:: Extrait
Du cinéma, dans le cinéma. L'amitié entre Earl et Greg vient de leur amour pour le septième art. Ils se passionnent pour les classiques et refont à leur manière, des versions pas très conventionnelles d'Apocalypse Now, Macadam Cow-boy, Le Septième Sceau, etc.... je ne vais pas tous les citer, il y en a tout de même 42. L'influence du père est fondamentale dans cette passion qui les unit, grâce à Nick Offerman, une nouvelle fois fabuleux. Voir Aguirre, la colère de dieu de Werner Herzog dans ce film, accentue le côté cinéphile de l'oeuvre, ou la folie de Klaus Kinski se révèle plus douce. On peut apercevoir l'affiche de Mean Streets de Martin Scorsese dans la chambre de Greg. Un hommage de la part du réalisateur Alfonso Gomez-Rejon, qui fût son assistant. Le spectateur se retrouvant devant ce film à la sortie très limitée en France, est forcément aussi un amoureux de cet art. C'est une raison supplémentaire d'apprécier ce film.
Parce que Alfonso Gomez-Rejon a du Wes Anderson dans sa caméra. Peut-on faire un plus beau compliment ? Oui, mais cela souligne surtout la beauté des plans. C'est un peu "too much" au début, comme s'il avait voulu nous épater d'entrée de jeu. Au fil des minutes et surtout des plans, tout se met bien en place et on peut aussi bien apprécier la fluidité du récit, que les angles et mouvements de caméra. C'est principalement dans la chambre de Rachel, qu'on se régale. Cela aurait pu être un huis-clos, tant ce lieu est; malgré tout; rempli de vie. Les coussins sont de toutes les couleurs, les murs parlent et la lumière filtre tendrement sur le doux crâne de Rachel. On sourit, on rit et parfois on est attendri, au point de sentir la petite larme au coin de l’œil, voulant aussi assister à la séance.
::::
:: Données brutes
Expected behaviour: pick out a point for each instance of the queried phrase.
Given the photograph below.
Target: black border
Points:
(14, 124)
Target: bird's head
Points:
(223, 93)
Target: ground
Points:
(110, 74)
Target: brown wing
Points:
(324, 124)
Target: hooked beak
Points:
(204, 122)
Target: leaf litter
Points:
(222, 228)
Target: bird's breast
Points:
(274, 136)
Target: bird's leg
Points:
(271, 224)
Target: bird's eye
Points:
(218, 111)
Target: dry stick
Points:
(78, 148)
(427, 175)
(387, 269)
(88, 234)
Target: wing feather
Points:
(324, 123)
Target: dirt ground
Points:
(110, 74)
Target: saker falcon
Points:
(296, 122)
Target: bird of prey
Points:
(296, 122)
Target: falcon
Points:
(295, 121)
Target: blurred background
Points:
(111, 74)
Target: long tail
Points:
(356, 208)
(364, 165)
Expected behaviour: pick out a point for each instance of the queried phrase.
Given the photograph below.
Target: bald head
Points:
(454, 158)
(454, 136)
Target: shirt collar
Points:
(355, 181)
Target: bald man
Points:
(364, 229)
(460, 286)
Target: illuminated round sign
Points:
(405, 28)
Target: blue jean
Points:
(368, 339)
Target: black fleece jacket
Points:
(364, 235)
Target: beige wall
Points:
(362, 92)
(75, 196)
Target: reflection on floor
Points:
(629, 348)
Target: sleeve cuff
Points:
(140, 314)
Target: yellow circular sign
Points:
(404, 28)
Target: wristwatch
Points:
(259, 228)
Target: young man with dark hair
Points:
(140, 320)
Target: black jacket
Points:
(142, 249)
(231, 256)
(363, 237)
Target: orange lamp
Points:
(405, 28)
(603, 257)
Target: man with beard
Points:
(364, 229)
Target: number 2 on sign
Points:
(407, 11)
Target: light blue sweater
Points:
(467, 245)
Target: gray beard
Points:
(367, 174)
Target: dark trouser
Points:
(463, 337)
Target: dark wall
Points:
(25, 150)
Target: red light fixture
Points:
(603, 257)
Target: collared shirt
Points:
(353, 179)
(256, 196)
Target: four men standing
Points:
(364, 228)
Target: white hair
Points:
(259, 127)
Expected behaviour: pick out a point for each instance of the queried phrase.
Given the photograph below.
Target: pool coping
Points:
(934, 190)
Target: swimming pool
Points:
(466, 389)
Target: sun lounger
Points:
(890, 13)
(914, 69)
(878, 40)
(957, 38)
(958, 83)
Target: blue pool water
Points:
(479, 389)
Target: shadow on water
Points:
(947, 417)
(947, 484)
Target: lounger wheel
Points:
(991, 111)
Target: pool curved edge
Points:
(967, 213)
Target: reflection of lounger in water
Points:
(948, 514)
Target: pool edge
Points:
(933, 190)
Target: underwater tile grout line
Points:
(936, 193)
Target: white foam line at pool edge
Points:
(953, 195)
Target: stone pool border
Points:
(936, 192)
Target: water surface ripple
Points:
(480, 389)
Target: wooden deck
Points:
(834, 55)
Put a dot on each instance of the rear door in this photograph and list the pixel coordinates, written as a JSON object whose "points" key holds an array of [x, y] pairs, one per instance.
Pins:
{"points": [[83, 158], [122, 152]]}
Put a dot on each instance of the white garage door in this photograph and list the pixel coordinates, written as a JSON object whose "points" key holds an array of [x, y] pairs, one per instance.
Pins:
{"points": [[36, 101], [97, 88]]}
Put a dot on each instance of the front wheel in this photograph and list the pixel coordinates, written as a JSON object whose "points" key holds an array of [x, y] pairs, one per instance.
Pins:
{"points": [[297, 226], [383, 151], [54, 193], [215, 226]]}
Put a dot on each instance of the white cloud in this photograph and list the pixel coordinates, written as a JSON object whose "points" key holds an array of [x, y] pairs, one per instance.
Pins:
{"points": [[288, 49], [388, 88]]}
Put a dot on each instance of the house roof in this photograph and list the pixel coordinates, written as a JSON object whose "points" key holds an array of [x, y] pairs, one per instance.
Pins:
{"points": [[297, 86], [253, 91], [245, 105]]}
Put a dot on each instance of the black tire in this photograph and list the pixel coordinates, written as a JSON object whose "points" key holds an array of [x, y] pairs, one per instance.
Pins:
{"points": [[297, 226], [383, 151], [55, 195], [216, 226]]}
::::
▶ _Consigne A_: Recopiez à l'identique les lignes qui suivent la critique de film. Commencez par celle qui contient « Target: wooden deck » et terminez par la toute dernière ligne, incluse.
▶ _Consigne B_: Écrivez la suite de la critique de film, à partir de sa dernière phrase.

▶ _Résultat A_:
Target: wooden deck
Points:
(834, 55)
Put a dot on each instance of the rear door in this photograph and list the pixel coordinates, written as a JSON object whose "points" key holds an array of [x, y] pairs, one per instance.
Pins:
{"points": [[83, 158], [122, 152]]}
Put a dot on each instance of the white garage door in this photograph and list the pixel coordinates, written as a JSON object whose "points" key holds an array of [x, y] pairs, one per instance.
Pins:
{"points": [[36, 101], [97, 88]]}
Put a dot on each instance of the front wheel in this photograph and list the pixel coordinates, written as a JSON object whose "points" key holds an array of [x, y] pairs, one per instance.
Pins:
{"points": [[297, 226], [383, 151], [54, 193], [215, 226]]}
Put a dot on each instance of the white cloud in this photograph and list the pixel coordinates, written as a JSON object whose "points" key holds an array of [x, y] pairs, one per instance.
Pins:
{"points": [[288, 49], [388, 88]]}
Put a dot on each instance of the house roof in this photograph and list the pixel coordinates, written as a JSON object whose "points" key holds an array of [x, y] pairs, one per instance.
Pins:
{"points": [[297, 86], [253, 91], [245, 105]]}
Put a dot on each instance of the black tire in this photograph and list the pixel coordinates, written as a JSON object whose "points" key holds an array of [x, y] pairs, one per instance.
Pins:
{"points": [[297, 226], [383, 151], [55, 195], [216, 226]]}

▶ _Résultat B_:
A la fin, on comprend mieux ces grand prix du jury et surtout du public à Sundance. Au contraire, ce sera difficile d'expliquer son flop, alors qu'il a tout les ingrédients pour séduire un large public. La vie est faite de mystère, je ne vois pas d'autres explications.
L'adaptation de la nouvelle de Jesse Andrews; dont il s'est lui-même chargé; est une belle réussite. On passe un agréable moment en compagnie de ce trio de lycéens, de leurs parents et professeur. Une comédie pas romantique, ni dramatique, mais tendre comme l'amitié.